ADditional Information

Popular unrest which broke out in February 2011 calling for political reform has spiralled into an internal armed conflict throughout the country. Well over 26,000 individuals have died in the violence. Both sides have committed human rights abuses including possible war crimes and crimes against humanity, although the scale of abuses committed by government forces and their allied militias is much greater.

Amnesty International is calling on both sides to respect international humanitarian law and to protect civilians and for the situation in Syria to be referred to the prosecutor of the International Criminal Court. Additionally, Amnesty International is calling for an arms embargo on the Syrian government and for states considering supplying arms to the opposition to have in place the necessary mechanisms to ensure the material supplied is not used to commit human rights abuses and/or war crimes. Amnesty International also urges the Syrian government to allow the international independent commission of inquiry, as well as international human rights and humanitarian organizations, unfettered access to all parts of the country.

Shopkeeper Muhammad Yassin Al Hamwi is the father of Haytham Al Hamwi, who was held for four years as a prisoner of conscience. Muhammad Yassin Al Hamwi spent about two weeks in prison in July and August 2005, during his son’s imprisonment, after participating in a conference that established a committee on behalf of prisoners of conscience in Syria. He was detained again between 1 and 26 May 2011, reportedly for attending a pro-reform demonstration. During this time, he was not allowed to take the medication he brought with him, but did receive visits from the prison doctor and was given different medication. He was arrested again on 23 September 2011 and released on 25 February 2012.

### RECORDS SUPPLIED:

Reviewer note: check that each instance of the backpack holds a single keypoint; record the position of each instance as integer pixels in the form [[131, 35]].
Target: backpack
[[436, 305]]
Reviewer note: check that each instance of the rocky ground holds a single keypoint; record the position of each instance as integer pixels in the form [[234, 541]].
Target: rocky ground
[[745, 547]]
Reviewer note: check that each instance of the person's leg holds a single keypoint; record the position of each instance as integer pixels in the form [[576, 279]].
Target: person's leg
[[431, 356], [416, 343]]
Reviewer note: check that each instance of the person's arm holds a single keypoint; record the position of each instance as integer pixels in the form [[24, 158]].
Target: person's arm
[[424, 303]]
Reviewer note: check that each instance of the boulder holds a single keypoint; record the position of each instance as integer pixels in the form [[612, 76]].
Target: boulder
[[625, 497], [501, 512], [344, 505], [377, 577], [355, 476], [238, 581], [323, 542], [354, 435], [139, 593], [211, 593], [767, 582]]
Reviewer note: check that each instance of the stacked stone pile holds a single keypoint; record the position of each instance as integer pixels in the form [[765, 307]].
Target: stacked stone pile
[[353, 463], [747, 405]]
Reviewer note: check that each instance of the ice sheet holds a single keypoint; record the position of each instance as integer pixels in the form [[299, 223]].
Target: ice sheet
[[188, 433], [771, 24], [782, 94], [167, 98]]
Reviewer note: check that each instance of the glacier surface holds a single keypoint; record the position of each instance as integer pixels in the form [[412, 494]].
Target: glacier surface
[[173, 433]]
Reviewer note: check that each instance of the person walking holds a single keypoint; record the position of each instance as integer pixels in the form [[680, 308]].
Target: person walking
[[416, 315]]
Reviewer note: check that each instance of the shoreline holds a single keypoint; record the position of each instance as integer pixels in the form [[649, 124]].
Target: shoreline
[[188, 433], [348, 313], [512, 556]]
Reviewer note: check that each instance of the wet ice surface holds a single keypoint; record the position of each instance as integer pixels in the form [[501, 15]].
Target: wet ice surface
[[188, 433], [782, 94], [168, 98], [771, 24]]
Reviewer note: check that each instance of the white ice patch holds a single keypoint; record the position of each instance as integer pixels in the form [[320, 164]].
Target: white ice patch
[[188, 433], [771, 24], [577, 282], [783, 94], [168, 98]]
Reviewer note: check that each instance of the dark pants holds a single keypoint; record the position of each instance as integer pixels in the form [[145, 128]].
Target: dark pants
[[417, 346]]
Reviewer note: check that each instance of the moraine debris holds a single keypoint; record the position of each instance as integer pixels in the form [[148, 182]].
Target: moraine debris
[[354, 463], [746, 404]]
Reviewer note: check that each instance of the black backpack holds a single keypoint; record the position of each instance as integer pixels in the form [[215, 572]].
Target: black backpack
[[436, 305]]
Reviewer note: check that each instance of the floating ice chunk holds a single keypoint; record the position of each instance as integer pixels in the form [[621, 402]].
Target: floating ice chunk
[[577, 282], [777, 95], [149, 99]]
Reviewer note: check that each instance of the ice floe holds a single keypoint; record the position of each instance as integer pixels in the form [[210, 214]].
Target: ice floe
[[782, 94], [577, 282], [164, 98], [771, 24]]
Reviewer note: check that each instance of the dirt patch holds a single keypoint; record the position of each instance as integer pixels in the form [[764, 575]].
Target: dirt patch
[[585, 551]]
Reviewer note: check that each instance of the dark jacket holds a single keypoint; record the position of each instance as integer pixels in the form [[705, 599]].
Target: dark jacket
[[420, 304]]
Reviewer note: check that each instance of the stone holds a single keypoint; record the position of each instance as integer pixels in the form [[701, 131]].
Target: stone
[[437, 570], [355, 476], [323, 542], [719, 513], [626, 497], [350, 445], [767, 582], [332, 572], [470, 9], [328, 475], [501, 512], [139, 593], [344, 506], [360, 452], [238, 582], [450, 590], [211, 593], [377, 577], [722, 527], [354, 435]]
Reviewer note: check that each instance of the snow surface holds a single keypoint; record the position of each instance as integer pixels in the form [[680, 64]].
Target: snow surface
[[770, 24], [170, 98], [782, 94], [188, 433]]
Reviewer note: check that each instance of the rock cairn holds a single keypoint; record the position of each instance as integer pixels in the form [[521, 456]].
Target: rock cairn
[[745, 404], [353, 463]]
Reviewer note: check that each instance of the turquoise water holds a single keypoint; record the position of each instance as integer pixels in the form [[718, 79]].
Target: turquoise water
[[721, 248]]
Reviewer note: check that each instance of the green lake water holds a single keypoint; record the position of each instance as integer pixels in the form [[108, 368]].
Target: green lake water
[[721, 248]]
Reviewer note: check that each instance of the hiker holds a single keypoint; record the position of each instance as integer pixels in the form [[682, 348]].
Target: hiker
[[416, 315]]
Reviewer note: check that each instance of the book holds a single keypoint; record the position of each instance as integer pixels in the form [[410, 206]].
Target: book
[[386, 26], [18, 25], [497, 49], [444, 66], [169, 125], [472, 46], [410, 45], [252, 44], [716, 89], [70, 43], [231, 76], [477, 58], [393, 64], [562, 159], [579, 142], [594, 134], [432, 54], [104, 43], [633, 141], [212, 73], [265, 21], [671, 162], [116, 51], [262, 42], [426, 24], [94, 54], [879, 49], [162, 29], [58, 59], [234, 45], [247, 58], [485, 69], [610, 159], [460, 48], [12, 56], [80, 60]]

### WORK ORDER:
Edit the passage on Syria: reproduce it between "Shopkeeper Muhammad Yassin" and "25 February 2012.", inclusive, replacing "Shopkeeper" with "Merchant".

### EXPECTED ANSWER:
Merchant Muhammad Yassin Al Hamwi is the father of Haytham Al Hamwi, who was held for four years as a prisoner of conscience. Muhammad Yassin Al Hamwi spent about two weeks in prison in July and August 2005, during his son’s imprisonment, after participating in a conference that established a committee on behalf of prisoners of conscience in Syria. He was detained again between 1 and 26 May 2011, reportedly for attending a pro-reform demonstration. During this time, he was not allowed to take the medication he brought with him, but did receive visits from the prison doctor and was given different medication. He was arrested again on 23 September 2011 and released on 25 February 2012.